### DATA TO USE

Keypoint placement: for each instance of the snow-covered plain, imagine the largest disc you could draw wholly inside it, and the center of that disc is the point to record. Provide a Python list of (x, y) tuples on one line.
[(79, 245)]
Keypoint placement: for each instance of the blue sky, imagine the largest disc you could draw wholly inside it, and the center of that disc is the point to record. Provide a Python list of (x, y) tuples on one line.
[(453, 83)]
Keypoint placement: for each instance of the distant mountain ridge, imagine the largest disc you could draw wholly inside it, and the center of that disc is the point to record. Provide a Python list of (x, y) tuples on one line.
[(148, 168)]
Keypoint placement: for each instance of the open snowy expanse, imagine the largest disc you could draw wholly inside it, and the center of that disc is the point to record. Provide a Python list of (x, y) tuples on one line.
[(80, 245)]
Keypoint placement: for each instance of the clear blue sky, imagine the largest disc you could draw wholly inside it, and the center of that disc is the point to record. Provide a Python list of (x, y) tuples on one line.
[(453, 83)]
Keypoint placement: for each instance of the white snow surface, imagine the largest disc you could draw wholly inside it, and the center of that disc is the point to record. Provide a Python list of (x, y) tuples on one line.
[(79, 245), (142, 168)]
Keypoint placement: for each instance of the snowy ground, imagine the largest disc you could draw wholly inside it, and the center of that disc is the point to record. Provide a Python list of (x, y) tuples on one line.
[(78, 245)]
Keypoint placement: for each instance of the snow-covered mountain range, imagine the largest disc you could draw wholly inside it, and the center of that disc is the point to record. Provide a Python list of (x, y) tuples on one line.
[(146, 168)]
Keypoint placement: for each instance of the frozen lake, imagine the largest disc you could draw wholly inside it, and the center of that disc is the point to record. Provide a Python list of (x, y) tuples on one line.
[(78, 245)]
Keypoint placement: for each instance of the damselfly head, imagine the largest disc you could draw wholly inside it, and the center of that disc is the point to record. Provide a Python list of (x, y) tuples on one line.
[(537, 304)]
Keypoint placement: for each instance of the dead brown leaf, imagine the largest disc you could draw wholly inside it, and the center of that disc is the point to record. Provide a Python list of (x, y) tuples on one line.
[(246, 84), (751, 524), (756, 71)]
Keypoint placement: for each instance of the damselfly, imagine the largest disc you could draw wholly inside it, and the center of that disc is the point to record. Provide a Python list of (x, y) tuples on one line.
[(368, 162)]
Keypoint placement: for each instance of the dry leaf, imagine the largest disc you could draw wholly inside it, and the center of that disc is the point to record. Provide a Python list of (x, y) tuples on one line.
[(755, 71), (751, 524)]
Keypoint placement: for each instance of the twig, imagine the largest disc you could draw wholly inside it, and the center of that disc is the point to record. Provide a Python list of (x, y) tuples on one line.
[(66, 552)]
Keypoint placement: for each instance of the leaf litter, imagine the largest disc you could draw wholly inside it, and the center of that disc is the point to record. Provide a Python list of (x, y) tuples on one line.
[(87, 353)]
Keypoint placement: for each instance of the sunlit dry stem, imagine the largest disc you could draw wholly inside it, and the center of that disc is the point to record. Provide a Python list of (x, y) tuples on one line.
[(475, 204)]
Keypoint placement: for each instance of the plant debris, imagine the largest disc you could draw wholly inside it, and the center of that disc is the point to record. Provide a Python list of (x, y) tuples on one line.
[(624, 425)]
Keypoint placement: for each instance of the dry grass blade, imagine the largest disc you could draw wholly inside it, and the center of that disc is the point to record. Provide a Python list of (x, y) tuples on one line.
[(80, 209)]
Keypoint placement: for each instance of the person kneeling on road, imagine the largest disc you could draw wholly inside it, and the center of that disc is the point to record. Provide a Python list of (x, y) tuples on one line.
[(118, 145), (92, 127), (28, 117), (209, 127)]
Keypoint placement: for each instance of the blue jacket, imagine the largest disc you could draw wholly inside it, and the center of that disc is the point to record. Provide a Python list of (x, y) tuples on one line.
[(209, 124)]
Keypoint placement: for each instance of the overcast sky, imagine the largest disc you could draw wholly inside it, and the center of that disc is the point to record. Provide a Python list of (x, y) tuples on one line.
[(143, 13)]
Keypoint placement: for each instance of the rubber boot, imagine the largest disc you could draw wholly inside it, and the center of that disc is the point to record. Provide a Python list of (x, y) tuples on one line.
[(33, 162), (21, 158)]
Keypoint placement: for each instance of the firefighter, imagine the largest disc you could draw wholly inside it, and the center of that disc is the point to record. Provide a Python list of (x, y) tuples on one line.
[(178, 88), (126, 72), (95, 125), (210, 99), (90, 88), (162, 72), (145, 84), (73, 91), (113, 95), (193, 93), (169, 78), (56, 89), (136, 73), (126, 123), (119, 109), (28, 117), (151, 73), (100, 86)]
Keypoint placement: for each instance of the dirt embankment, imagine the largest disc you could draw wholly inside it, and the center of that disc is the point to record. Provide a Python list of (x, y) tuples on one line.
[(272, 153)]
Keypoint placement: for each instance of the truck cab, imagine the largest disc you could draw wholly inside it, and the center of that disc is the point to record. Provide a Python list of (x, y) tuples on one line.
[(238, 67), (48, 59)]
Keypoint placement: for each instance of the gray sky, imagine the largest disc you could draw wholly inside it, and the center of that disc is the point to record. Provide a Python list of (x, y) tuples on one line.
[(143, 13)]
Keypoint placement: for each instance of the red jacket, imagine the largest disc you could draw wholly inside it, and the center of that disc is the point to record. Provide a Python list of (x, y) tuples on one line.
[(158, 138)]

######

> _WHAT YOU ARE ASKED TO DO_
Reproduce the rows above with "largest disc" swapped for "biggest circle" wherever it occurs, leaving every other part of each row unchanged.

> _SOLUTION_
Keypoint placement: for each instance of the snow-covered plain, imagine the biggest circle you could draw wholly inside it, and the center of that disc is the point to record. Provide a Python list of (x, y) tuples on one line.
[(79, 245)]
Keypoint placement: for each instance of the blue sky, imagine the biggest circle you could draw wholly inside it, and the center of that disc is the point to record. Provide a Python list of (x, y) tuples on one line.
[(453, 83)]
Keypoint placement: for each instance of the distant mountain ridge, imagine the biggest circle you could draw wholly inside it, and the center of that disc is the point to record. Provide a Python list of (x, y) tuples on one line.
[(148, 168)]
Keypoint placement: for each instance of the open snowy expanse, imagine the biggest circle you could draw wholly inside it, and the center of that disc is the point to record. Provide a Python list of (x, y) tuples on one line.
[(80, 245)]
Keypoint placement: for each instance of the clear blue sky, imagine the biggest circle you could draw wholly inside it, and the center of that disc is the point to record. Provide a Python list of (x, y) tuples on one line.
[(453, 83)]
Keypoint placement: for each instance of the white snow surface, imagine the biggest circle you could draw wholly inside it, and the center of that disc is the point to record. Provide a Python list of (x, y) tuples on one line.
[(79, 245), (142, 168)]
Keypoint placement: for each instance of the snowy ground, imagine the biggest circle you could draw wholly inside it, and the center of that disc is the point to record. Provide a Python list of (x, y) tuples on one line.
[(78, 245)]
Keypoint placement: for each instance of the snow-covered mountain range, imagine the biggest circle you could draw wholly inside it, and the center of that disc is the point to record. Provide a Python list of (x, y) tuples on one line.
[(146, 168)]
Keypoint placement: for each instance of the frozen lake, imagine the biggest circle you could draw wholly inside it, and the center of that disc is the point to record. Provide a Python list of (x, y) tuples on one line.
[(78, 245)]
Keypoint placement: for each instance of the damselfly head, imagine the biggest circle you could draw wholly inside it, and the center of that disc is the point to record. Provide a Python list of (x, y) tuples on one line.
[(537, 304)]
Keypoint placement: for each instance of the dead brown leaf, imagine the biggest circle you could draw wholly inside it, and the center of that disc is the point to record. Provide a Python list of (x, y) tuples on one line.
[(246, 84), (751, 524), (756, 71)]
Keypoint placement: for each instance of the damselfly, imagine the biggest circle you could draw wholly inside it, and the center of that disc is the point to record. Provide a Python list of (x, y) tuples on one line.
[(368, 162)]
Keypoint placement: for each instance of the dry leaf, imagine the biggest circle you could draw wholly inside it, and the center of that disc is the point to record. Provide a Python list of (x, y) tuples on one line.
[(755, 71), (751, 524)]
Keypoint placement: for each instance of the twig, imagine the biggest circle you could draw wholly inside it, and the center of that disc is the point to record. Provide a Python list of (x, y) tuples on one line.
[(66, 552)]
Keypoint placement: for each instance of the leaf litter, imagine the biggest circle you could draw wholly inside it, and the center of that disc is the point to record. Provide a Python list of (x, y) tuples on one line.
[(87, 353)]
Keypoint placement: for each instance of the sunlit dry stem, imagine the biggest circle you could draw wholly inside it, and the center of that disc is the point to record. Provide a Python list of (x, y) tuples on one line.
[(475, 204)]
Keypoint placement: for each instance of the plant debris, imagine the biggest circle you could draw wholly inside it, and the center of that disc is the point to record. Provide a Python list of (x, y) tuples on one line.
[(624, 425)]
Keypoint placement: for each instance of the dry grass blade, imagine the biggest circle you could draw wholly inside it, and the center of that disc is the point to record. Provide a Python list of (x, y) tuples on one line.
[(80, 209)]
Keypoint placement: for each instance of the person kneeling on road, imagine the biggest circle you could draw wholly inside it, and the center of that disc is the point to record. Provide a Python list of (x, y) tuples on one line.
[(118, 145), (92, 127), (28, 117), (209, 127)]
Keypoint placement: for each instance of the blue jacket, imagine the biggest circle you could draw wholly inside it, and the center of that disc is the point to record. Provide a Python list of (x, y) tuples on one line.
[(209, 124)]
Keypoint placement: for each instance of the overcast sky, imagine the biggest circle you could draw wholly inside it, and the center of that disc is the point to record. Provide a Python list of (x, y) tuples on one line.
[(143, 13)]
Keypoint placement: for each instance of the rubber boot, imagine the biggest circle you could draw wholly inside it, and the center of that disc is the point to record. Provide a Python list of (x, y) tuples on one line.
[(33, 162), (21, 158)]
Keypoint placement: for each instance of the firefighter, imagine the biggest circle you could draw wholly inside it, and the center of that disc is the point to record. Provide a Python list of (x, y) tuples on one line.
[(178, 88), (126, 72), (95, 125), (210, 99), (90, 88), (162, 72), (145, 84), (73, 91), (113, 95), (193, 93), (169, 78), (56, 89), (136, 73), (126, 123), (119, 109), (28, 117), (151, 73), (100, 86)]
Keypoint placement: for each instance of the dirt embankment, imagine the biggest circle you could draw wholly inside it, and the center of that disc is the point to record. Provide a Python list of (x, y) tuples on one line.
[(272, 153)]
Keypoint placement: for each instance of the truck cab, imagine the biggest circle you could draw wholly inside it, and the center of that disc is the point to record. Provide a Python list of (x, y) tuples on one line.
[(238, 67), (48, 59)]
Keypoint placement: for each instance of the gray sky, imagine the biggest circle you could draw wholly inside it, and the center of that disc is the point to record. Provide a Python list of (x, y) tuples on one line.
[(143, 13)]
Keypoint placement: for each instance of the red jacket, imagine the biggest circle you could draw wholly inside it, and the center of that disc is the point to record. Provide a Python list of (x, y) tuples on one line.
[(158, 138)]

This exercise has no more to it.